Осознание народом своего бытия является, возможно, самой большой силой, что движет жизнь
Владимир Вернадский, философ, естествовед, один из основателей Украинской Академии наук

Любовь, смерть и книги

Интервьюировать своих родных — дело непростое, особенно когда речь идет о собственной матери
11 декабря, 2020 - 11:18
ФОТО СВЕТЛАНЫ ЗАЛОГИ

Такая близость не облегчает задачу, скорее наоборот; но, мне кажется, это следует делать, потому что, честно, много ли мы знаем о наших родителях? О том, что пришлось им пережить, о прыжках, гримасах и зверствах века-волкодава, рушившего жизни миллионов людей, маленьких и больших, равным образом?

Задание — Допишите отрывок об интервью с собственной матерью, продолжив его сразу после последней фразы.

Строки данных —
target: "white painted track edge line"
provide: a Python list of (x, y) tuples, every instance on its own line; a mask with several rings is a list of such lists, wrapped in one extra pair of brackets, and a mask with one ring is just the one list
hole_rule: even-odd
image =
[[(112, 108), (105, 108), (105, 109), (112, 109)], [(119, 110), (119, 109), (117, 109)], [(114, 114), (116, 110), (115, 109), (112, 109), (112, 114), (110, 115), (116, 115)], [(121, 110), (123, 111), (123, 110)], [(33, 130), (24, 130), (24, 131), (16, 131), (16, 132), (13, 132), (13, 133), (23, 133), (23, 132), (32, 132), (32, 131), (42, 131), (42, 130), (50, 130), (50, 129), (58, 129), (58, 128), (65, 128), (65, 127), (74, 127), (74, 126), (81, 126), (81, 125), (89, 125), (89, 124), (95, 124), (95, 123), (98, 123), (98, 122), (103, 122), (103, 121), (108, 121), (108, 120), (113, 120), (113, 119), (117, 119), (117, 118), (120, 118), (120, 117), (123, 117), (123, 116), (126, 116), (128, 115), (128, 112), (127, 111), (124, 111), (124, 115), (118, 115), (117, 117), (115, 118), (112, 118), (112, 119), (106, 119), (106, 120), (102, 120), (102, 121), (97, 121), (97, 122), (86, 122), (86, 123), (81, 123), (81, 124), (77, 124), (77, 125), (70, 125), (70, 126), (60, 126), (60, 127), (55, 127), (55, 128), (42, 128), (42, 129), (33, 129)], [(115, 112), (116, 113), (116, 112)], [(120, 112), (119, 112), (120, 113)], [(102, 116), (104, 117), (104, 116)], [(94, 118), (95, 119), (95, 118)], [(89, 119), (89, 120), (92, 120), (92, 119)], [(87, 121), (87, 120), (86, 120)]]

Ответ к заданию —
Моя мама, Елена Дмитриевна Десятерик, в девичестве Трицкан, родилась на Ивано-Франковщине (тогда — Станиславщине) еще при Польше, 16 ноября 1935. Видела приход «первых Советов», немецкое вторжение, вторые Советы, борьбу УПА против обеих оккупаций. Переехала к моему отцу, Валентину Десятерику, в Днепр (тогда — Днепропетровск) в 1962. С 1965 и до выхода на пенсию работала в областной газете «Заря» — литредакторкой, корреспонденткой, завотделом. До сих пор ведет начатую 37 лет назад рубрику «Личное», которая теперь называется «Где ты, моя судьба?» Читатели и читательницы называют маму «наша Оленка». Это настоящий клуб одиноких сердец Елены Десятерик; парами и семьями, появившимися благодаря «Моей судьбе», можно было бы заселить целый городок.

В прошлом году мама овдовела. Сыновья — я и младший брат Максим, внучка — Максимова дочь Даша. Заезжаем в Днепр по 2—3 раза в год. Стоило бы чаще.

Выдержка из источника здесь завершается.